* _WRITTEN PROBLEM_:
In the material that follows, change "side mirror" to "wing mirror" from the line with "the rear tire." up to and including the line with "x=683 y=222". Reproduce only those lines, with everything else left unaltered.

* _SUPPLIED ENTRIES_:
• • •
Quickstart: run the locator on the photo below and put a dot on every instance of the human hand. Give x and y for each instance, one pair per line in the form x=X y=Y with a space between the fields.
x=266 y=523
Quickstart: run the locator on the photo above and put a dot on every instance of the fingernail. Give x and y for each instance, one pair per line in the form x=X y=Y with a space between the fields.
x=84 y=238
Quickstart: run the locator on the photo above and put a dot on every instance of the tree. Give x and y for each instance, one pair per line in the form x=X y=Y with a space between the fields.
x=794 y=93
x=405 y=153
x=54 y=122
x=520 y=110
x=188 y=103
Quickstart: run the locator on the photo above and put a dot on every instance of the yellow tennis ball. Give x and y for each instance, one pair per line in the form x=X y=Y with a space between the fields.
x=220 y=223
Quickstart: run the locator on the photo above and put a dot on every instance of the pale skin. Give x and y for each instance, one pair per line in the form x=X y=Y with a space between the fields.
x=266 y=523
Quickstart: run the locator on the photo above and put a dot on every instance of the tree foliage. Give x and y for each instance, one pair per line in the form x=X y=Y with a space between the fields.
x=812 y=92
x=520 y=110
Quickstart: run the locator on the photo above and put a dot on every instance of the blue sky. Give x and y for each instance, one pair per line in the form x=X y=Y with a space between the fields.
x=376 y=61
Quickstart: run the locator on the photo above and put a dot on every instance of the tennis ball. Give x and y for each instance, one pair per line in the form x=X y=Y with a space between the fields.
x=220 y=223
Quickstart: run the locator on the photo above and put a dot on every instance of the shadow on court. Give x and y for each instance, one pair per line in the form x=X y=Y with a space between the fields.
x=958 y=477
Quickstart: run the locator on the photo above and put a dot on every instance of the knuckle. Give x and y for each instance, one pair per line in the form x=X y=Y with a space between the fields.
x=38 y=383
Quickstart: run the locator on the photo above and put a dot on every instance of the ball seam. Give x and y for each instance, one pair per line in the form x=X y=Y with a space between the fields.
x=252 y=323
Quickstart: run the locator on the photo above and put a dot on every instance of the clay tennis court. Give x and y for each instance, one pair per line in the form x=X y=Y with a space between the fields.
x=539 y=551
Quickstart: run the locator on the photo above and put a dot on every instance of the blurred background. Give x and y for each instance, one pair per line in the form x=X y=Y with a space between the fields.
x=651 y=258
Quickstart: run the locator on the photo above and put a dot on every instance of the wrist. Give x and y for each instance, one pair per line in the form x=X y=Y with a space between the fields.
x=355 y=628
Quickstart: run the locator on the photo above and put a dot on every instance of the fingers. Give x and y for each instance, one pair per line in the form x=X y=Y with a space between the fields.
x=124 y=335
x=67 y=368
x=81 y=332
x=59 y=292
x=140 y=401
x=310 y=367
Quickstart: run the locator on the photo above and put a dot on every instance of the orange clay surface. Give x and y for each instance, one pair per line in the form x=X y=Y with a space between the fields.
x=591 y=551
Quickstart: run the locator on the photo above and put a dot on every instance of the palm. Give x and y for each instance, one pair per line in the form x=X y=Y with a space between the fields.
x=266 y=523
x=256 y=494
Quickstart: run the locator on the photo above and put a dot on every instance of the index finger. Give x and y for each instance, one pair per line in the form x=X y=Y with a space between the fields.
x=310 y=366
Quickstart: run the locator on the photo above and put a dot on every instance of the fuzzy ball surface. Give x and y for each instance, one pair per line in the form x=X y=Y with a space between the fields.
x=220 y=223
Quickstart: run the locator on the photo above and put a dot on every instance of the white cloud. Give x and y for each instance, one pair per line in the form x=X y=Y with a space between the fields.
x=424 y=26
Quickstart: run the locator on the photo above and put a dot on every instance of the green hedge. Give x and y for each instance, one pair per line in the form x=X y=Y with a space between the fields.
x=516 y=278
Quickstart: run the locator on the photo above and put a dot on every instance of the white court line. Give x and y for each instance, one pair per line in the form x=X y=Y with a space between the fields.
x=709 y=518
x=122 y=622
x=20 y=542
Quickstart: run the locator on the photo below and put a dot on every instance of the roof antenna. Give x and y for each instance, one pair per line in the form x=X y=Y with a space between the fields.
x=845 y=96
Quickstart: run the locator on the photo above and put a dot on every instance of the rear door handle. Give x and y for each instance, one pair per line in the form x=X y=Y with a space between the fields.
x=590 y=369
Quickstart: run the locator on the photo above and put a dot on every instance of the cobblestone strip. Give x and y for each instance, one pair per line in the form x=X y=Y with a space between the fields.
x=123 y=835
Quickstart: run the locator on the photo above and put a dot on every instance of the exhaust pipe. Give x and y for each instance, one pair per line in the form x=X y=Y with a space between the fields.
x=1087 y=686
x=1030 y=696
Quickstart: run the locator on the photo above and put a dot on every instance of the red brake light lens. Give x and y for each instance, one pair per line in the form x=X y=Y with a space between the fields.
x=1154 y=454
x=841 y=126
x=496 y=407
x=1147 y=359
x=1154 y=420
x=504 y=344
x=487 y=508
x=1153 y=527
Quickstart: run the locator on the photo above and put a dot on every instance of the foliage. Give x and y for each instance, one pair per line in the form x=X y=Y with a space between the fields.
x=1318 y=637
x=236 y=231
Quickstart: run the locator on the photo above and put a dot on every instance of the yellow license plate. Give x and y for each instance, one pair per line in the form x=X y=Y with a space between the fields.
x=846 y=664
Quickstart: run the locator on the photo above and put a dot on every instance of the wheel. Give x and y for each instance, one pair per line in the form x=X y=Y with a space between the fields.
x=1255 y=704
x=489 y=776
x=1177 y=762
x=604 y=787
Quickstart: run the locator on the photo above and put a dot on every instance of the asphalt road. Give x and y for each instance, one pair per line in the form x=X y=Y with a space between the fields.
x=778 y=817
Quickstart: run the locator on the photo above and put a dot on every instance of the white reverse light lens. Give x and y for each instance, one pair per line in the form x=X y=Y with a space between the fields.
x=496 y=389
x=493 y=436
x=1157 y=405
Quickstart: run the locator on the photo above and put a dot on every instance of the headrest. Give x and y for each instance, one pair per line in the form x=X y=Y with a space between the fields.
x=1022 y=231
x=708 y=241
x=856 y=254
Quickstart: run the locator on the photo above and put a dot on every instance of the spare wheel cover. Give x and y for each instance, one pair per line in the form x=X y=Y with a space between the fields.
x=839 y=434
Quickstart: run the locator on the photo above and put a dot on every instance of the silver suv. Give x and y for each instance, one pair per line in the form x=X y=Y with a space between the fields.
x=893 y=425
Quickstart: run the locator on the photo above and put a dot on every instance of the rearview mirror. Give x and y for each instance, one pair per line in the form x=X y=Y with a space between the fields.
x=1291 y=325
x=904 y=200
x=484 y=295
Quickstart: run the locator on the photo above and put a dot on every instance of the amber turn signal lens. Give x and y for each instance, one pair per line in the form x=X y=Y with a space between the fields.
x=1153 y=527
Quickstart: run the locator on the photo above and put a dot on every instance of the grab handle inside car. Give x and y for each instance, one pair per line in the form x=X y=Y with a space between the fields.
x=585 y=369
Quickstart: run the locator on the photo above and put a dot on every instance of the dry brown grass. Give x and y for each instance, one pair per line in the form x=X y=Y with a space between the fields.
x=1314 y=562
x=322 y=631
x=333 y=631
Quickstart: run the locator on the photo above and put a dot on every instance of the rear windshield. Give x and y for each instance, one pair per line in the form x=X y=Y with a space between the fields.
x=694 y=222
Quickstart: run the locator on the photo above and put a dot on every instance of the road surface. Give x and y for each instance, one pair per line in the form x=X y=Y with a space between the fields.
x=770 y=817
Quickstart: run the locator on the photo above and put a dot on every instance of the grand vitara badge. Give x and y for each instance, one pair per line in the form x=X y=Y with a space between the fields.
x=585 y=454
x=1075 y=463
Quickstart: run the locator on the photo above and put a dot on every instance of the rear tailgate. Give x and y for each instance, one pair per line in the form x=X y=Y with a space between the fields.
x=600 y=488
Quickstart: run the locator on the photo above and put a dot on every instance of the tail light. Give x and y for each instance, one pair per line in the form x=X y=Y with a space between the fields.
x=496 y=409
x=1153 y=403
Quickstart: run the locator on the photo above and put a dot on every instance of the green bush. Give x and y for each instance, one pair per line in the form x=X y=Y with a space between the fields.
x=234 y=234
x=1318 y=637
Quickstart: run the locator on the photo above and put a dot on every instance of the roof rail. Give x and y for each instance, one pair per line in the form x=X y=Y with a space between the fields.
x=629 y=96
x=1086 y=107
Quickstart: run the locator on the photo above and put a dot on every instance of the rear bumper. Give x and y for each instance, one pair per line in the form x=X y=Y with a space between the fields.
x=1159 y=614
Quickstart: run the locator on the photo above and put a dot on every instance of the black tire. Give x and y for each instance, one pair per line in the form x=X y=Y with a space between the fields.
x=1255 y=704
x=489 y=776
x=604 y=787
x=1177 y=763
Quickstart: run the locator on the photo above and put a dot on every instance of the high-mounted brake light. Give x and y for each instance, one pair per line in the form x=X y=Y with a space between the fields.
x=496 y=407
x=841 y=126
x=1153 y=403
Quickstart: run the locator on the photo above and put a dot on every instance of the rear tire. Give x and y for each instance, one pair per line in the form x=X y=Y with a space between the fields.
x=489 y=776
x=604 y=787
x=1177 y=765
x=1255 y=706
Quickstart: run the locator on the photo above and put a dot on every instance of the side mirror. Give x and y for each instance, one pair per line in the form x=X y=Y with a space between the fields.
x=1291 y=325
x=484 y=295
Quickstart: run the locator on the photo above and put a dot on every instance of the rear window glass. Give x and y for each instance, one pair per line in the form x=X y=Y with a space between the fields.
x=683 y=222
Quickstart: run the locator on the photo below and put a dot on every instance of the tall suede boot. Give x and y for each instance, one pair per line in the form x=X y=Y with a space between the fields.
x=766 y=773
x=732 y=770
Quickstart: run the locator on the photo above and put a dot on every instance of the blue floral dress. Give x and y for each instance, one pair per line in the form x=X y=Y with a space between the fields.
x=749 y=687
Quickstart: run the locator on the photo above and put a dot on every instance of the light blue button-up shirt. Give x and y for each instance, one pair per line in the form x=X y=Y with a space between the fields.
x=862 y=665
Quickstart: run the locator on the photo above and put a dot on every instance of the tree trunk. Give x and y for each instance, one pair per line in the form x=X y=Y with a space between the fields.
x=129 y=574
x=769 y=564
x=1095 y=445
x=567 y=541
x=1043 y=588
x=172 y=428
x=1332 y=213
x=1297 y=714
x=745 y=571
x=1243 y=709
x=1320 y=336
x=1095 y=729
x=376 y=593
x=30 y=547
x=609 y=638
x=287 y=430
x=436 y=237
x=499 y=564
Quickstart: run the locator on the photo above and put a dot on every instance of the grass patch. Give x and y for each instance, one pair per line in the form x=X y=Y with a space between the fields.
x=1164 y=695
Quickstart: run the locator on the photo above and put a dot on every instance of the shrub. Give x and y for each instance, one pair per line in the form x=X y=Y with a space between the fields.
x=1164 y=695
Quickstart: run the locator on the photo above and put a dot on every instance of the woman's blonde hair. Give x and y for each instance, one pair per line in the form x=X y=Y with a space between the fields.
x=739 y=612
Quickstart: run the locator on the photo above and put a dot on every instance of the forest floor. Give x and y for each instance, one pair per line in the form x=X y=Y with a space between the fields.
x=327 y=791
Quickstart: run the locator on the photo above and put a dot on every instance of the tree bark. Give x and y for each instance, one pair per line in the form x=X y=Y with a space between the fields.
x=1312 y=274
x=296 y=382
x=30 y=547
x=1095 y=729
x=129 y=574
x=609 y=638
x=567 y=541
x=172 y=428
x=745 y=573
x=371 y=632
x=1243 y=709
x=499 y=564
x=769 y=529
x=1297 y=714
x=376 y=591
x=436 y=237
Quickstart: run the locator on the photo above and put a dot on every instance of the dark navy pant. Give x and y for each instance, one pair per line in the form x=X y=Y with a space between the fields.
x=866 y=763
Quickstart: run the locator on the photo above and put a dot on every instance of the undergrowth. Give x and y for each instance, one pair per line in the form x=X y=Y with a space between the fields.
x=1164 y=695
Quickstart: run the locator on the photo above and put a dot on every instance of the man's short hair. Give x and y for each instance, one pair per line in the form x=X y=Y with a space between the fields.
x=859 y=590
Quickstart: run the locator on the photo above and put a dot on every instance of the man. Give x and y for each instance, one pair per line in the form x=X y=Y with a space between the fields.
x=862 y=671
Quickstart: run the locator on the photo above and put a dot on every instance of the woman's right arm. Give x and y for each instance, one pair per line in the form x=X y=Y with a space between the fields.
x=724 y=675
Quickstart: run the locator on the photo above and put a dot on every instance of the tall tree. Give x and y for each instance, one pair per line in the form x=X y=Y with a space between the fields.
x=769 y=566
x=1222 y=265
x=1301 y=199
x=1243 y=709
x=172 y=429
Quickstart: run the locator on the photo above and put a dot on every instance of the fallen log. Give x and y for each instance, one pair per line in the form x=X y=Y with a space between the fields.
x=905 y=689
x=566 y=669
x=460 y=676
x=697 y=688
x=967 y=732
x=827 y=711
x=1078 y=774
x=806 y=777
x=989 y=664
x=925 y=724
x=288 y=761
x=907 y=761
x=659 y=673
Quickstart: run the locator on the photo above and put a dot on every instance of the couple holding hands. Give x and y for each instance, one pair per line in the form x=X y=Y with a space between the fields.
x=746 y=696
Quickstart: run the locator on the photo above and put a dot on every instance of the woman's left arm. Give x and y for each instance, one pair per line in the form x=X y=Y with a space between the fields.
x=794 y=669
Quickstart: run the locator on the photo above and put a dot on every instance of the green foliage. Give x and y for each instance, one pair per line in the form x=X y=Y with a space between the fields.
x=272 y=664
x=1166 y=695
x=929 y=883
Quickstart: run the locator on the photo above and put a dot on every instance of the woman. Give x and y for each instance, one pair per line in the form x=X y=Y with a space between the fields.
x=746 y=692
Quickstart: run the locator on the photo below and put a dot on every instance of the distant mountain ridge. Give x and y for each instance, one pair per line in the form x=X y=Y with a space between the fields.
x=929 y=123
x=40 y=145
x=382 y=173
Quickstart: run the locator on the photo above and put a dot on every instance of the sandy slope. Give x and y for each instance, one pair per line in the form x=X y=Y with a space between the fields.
• • •
* _OUTPUT FOR THIS EXERCISE_:
Quickstart: run the locator on the photo above and put a dot on every instance of the rear tire. Give x and y for each instance, one pair per line in the form x=X y=Y with a space between the fields.
x=489 y=776
x=604 y=787
x=1177 y=765
x=1255 y=706
Quickstart: run the locator on the photo above and put a dot on every instance of the wing mirror. Give x and y for each instance, one pair per line in the form x=X y=Y with a space between the fields.
x=1291 y=325
x=484 y=295
Quickstart: run the locator on the photo above and put a dot on every instance of the rear window glass. Give x and y for each instance, one pair per line in the form x=X y=Y with a space between the fields.
x=683 y=222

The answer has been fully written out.